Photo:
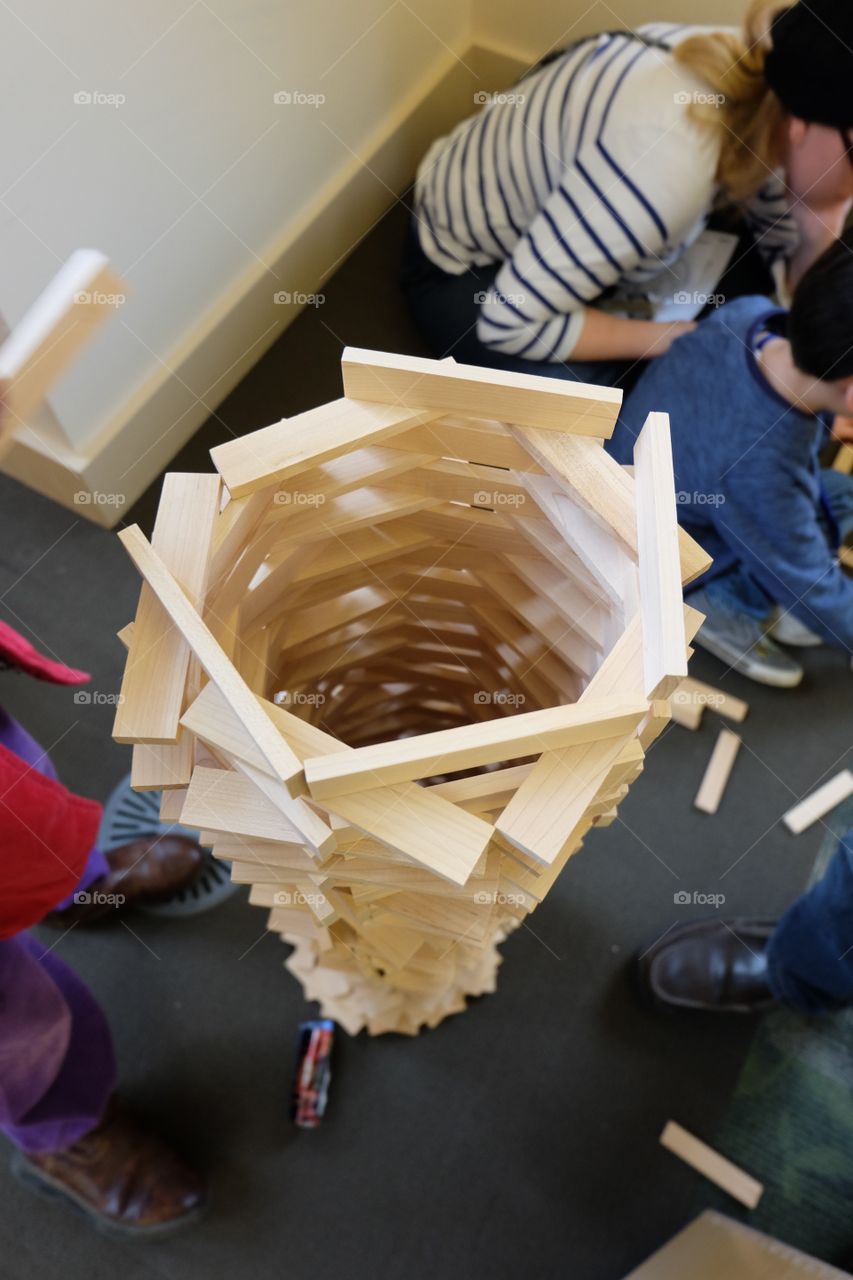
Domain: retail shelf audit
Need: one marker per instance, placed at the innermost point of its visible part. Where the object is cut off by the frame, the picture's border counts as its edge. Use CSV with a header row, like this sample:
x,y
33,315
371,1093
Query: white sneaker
x,y
787,629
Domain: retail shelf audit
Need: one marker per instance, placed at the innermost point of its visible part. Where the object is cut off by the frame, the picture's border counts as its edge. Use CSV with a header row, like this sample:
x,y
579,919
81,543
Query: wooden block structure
x,y
398,657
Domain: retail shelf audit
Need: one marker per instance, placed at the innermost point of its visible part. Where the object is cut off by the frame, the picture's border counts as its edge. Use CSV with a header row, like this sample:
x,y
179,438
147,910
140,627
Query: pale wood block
x,y
162,767
660,574
56,327
819,803
487,743
284,449
555,796
242,702
716,775
711,1165
420,824
525,400
158,662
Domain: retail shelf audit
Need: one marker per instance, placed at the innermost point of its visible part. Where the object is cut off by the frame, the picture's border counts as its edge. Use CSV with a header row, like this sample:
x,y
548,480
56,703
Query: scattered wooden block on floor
x,y
717,772
712,1165
819,803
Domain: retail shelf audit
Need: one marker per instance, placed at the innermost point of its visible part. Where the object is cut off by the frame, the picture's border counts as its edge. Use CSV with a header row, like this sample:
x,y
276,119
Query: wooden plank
x,y
606,489
716,775
158,662
468,746
420,824
287,448
56,327
819,803
525,400
555,796
660,574
711,1165
277,754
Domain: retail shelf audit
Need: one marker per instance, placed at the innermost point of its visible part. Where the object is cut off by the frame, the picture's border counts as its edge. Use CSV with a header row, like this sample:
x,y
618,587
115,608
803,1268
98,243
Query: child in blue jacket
x,y
752,394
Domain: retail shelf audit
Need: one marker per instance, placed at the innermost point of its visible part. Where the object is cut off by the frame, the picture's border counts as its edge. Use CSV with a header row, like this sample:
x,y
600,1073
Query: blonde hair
x,y
748,112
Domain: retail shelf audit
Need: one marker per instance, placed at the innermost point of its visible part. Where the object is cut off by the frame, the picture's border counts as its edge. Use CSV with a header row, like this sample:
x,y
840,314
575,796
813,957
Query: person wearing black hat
x,y
573,227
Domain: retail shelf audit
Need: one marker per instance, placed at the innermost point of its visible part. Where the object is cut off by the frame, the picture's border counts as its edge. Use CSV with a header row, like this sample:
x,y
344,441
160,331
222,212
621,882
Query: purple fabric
x,y
56,1061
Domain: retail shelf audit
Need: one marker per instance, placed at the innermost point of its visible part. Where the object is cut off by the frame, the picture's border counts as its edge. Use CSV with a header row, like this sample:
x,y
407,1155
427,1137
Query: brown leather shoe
x,y
712,965
142,872
123,1178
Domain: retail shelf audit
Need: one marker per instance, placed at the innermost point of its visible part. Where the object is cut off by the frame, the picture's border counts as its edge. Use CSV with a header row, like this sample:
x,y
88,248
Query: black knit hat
x,y
810,67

• • • • •

The pictures stay out of the copy. Set down the entries above precisely.

WRITTEN REPLY:
Photo:
Domain: retail shelf audit
Need: one marker per instance, placed at the innermost point of its visible part. Where the object is cut off by the frame, the picture's border counts as its edge. Use CSV with a header row, like this sample:
x,y
33,315
371,1093
Query: white sneaker
x,y
787,629
Domain: retail shelf audit
Need: one marker per instance, placed at the innermost point of its visible part. Where the object is cut off by the frame, the picture's border counts as its edge. Use CSV with a header row, like this sample:
x,y
579,919
81,543
Query: wooden block structure
x,y
398,657
Domain: retail shelf audit
Need: one marker per instance, placed at the innermost point of its visible part. Where the object is cut off by the frame, the picture's border counts as its edge. Use CSV with a header row, like this sample:
x,y
179,438
147,910
140,627
Query: pale wood block
x,y
162,767
660,574
56,327
819,803
487,743
284,449
555,796
242,702
716,775
711,1165
420,824
525,400
158,662
Domain: retail shelf audit
Need: one marker per instance, placed at the innermost point of its visible part. Where the object is cut off by the frame, the picture's border counts as its edge. Use CSV with a header row, like this sample:
x,y
548,480
56,703
Query: scattered wooden block on floor
x,y
717,772
712,1165
819,803
Domain: retail shelf audit
Need: one marker per instance, placed at the innermost point of its visible part. Where the object is cut off by the frame, the picture's border counts as its edge. Use CSV with a header row, like this sample:
x,y
276,119
Query: wooden plank
x,y
606,489
716,775
158,662
468,746
420,824
287,448
56,327
819,803
525,400
555,796
660,574
711,1165
277,754
Domain: retail shelf audit
Need: one marker per instance, placed at the innermost point of its visible part. Where the object is cut off by the frame, the picture's border counts as its edge. Use CSV with a header row, like this sample:
x,y
618,587
115,608
803,1268
98,243
Query: child in blue jacket
x,y
752,394
Domain: retail shelf audit
Need: one marker per instance, placed at the innermost point of its visible part. Where the object is cut off by the frame, the picture's border counts as its edge. Use CSV with a header row, like this sample:
x,y
600,1073
Query: blonde hair
x,y
748,112
Domain: retail shelf audit
Need: one marker per instance, placed at the innermost point of its visible part. Where the object is cut off by the frame, the picture's border counts as its edge. Use CSV with a header row, like this sample:
x,y
840,314
575,796
813,957
Query: person wearing black hat
x,y
573,227
Domain: retail shelf audit
Need: one marker per instance, placed at the innermost point of its visible part. Where the object is cut off by the frame, the picture's border counts as its edge. Use CSV with a header row, like this sample:
x,y
344,441
160,331
222,212
621,882
Query: purple fabric
x,y
56,1061
Domain: retail shelf audit
Need: one marker per instance, placed at the innermost point of its visible part. Where the object is cut off by the frame, the picture's border counts as its edge. Use CSV with a header row, like this sample:
x,y
407,1155
427,1137
Query: brown leather shoe
x,y
712,965
142,872
123,1178
Domain: retail shelf audit
Need: one marker per instance, placed at the innermost point of its visible part. Where the object is cut off by the frame, the picture's border counts as its edge. Use CSV with a header row, like this sample:
x,y
88,248
Query: black knit hat
x,y
810,67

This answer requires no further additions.